Find "box: [10, 0, 451, 512]" and "positive clicks: (401, 508)" in the records below. Copy the lines holding them and every line between, exactly, and no others.

Top of RECORD SET

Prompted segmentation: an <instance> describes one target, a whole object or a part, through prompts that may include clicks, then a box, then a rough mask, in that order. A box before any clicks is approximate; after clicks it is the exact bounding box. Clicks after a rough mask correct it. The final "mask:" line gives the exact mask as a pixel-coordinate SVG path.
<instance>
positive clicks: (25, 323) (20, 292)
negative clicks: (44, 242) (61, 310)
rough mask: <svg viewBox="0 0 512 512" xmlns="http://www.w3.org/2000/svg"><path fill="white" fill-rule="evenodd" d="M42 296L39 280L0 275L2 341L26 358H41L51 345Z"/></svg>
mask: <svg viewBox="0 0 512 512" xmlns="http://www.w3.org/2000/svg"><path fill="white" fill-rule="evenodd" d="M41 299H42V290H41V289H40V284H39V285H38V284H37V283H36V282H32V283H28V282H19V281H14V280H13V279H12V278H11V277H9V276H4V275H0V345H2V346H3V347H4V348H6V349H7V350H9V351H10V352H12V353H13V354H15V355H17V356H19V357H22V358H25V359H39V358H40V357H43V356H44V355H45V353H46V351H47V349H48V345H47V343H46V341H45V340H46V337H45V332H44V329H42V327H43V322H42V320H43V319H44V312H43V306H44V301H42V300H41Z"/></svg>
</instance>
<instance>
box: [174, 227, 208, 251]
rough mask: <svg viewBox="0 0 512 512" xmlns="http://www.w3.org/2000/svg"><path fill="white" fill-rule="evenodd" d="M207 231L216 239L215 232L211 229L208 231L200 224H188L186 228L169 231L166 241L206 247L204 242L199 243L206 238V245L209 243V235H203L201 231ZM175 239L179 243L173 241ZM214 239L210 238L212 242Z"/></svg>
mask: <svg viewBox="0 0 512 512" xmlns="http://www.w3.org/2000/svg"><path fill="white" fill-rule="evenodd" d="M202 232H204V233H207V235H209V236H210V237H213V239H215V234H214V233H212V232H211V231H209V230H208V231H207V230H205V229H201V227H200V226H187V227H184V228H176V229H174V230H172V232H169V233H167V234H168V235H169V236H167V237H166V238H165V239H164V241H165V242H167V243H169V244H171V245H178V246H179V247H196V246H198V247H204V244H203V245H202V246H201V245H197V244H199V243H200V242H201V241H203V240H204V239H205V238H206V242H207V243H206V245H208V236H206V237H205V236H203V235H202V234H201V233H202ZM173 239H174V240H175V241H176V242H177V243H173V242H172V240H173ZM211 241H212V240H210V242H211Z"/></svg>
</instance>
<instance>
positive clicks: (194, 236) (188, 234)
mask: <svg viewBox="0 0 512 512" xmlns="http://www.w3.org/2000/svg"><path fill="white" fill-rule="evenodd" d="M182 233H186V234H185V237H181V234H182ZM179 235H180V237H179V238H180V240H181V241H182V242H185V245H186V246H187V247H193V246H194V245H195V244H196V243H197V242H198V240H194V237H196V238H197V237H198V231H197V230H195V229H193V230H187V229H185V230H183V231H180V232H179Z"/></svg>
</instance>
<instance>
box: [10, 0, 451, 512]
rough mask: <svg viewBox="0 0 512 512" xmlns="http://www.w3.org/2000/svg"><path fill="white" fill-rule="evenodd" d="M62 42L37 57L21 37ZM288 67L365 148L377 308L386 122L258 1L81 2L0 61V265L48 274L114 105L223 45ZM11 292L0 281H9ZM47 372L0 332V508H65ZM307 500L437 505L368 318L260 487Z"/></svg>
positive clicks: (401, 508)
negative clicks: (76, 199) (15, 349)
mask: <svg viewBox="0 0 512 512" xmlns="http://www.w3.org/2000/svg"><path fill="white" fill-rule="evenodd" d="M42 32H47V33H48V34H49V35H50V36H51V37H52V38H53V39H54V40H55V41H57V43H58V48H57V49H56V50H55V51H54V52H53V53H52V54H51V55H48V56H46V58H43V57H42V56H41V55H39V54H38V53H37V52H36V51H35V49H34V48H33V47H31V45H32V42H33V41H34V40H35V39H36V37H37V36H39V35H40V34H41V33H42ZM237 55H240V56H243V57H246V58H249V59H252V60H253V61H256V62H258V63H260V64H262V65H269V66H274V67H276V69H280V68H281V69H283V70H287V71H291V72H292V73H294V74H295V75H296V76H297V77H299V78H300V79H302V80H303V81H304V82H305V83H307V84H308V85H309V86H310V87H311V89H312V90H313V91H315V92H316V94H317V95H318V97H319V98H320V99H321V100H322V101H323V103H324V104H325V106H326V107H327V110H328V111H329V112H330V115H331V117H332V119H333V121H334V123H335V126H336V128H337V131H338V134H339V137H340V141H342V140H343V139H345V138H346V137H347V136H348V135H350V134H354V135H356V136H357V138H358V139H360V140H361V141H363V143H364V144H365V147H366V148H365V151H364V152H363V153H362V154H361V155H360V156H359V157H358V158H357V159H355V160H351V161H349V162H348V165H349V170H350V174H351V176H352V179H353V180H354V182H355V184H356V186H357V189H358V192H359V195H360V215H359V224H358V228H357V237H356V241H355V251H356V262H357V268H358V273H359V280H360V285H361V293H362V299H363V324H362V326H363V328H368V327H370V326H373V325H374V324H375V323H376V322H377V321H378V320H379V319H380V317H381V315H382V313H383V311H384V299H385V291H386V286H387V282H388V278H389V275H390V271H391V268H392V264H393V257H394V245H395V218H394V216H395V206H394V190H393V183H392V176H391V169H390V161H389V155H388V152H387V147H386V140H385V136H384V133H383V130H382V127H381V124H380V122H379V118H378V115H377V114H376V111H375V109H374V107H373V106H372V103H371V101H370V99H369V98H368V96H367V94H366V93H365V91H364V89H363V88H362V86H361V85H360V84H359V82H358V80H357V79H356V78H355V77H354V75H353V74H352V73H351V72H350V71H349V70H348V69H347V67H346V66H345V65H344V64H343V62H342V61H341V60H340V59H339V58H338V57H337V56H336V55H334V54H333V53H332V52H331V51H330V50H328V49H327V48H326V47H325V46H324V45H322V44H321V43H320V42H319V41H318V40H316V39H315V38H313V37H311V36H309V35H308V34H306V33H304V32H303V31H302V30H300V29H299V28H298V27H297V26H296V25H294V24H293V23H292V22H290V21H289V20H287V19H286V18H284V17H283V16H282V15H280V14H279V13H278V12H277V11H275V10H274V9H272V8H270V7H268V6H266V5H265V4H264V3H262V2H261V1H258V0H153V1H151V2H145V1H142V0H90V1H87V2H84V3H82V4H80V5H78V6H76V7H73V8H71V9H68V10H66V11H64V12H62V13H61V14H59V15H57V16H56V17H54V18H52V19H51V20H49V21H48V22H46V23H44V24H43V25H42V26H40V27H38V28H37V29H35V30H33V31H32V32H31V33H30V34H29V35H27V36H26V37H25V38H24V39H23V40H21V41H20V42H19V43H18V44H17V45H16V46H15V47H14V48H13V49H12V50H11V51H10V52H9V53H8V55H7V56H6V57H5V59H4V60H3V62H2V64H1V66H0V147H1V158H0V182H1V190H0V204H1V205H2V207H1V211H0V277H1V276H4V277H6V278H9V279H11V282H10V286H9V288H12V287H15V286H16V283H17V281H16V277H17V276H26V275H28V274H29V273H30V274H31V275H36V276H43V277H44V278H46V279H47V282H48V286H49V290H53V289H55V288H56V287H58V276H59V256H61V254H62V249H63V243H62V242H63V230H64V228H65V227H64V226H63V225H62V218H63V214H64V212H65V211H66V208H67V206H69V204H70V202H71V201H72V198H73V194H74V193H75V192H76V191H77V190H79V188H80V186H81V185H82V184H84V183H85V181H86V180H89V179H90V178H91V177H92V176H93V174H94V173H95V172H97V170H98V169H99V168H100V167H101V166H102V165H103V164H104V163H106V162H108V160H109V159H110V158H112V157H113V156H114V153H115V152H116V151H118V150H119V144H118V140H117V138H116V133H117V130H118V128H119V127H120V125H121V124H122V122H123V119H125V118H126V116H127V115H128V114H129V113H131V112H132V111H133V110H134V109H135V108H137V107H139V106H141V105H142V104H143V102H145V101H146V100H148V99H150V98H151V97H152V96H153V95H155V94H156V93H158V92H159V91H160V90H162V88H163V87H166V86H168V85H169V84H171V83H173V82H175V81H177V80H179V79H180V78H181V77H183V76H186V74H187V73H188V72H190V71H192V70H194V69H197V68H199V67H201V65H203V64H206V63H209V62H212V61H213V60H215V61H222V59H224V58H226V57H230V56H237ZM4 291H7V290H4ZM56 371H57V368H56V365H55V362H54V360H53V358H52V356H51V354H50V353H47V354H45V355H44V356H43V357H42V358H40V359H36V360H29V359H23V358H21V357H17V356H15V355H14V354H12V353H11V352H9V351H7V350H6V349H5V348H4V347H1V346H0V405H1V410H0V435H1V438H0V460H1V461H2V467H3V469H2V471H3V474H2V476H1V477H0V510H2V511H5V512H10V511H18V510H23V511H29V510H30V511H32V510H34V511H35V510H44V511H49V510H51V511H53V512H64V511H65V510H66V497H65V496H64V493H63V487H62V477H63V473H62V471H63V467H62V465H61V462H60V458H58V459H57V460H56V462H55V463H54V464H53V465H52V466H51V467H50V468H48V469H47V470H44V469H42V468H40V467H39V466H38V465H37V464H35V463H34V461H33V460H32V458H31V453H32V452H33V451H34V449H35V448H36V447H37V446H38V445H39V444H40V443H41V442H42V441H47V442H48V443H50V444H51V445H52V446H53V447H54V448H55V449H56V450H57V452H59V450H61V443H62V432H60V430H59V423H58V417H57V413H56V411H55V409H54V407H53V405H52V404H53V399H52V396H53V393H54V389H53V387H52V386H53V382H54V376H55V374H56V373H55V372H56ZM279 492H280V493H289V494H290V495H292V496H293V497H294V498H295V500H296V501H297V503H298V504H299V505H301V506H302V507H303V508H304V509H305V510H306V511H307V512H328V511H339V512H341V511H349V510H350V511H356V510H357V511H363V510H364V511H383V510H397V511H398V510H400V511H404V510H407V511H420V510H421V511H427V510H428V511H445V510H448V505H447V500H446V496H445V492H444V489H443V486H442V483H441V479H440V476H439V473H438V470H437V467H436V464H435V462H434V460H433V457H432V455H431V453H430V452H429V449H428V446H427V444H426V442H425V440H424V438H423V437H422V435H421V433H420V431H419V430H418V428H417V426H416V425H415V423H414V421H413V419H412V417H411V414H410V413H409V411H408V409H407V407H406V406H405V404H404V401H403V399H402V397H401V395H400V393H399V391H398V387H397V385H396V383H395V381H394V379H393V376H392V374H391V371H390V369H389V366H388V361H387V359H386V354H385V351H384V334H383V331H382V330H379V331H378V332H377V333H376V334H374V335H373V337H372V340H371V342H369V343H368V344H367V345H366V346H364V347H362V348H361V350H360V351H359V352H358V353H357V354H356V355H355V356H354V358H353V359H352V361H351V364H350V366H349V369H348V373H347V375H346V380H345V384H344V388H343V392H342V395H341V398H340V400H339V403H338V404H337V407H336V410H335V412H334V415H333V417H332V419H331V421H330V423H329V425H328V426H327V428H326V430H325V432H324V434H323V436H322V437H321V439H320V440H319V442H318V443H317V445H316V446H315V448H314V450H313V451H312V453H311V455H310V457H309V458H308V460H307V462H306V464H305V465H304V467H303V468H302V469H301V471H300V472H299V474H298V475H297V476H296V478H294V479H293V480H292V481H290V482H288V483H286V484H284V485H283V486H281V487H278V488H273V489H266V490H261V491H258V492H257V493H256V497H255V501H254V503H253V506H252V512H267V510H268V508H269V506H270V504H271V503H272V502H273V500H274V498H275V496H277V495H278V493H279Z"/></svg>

Bottom of RECORD SET

SOLUTION:
box: [10, 0, 451, 512]
rough mask: <svg viewBox="0 0 512 512" xmlns="http://www.w3.org/2000/svg"><path fill="white" fill-rule="evenodd" d="M62 42L37 57L21 37ZM288 67L365 148L377 308L386 122L258 1L81 2L0 61V265L48 274L114 105L223 45ZM11 292L0 281H9ZM47 372L0 332V508H65ZM307 500L437 505L368 318L260 487Z"/></svg>
positive clicks: (401, 508)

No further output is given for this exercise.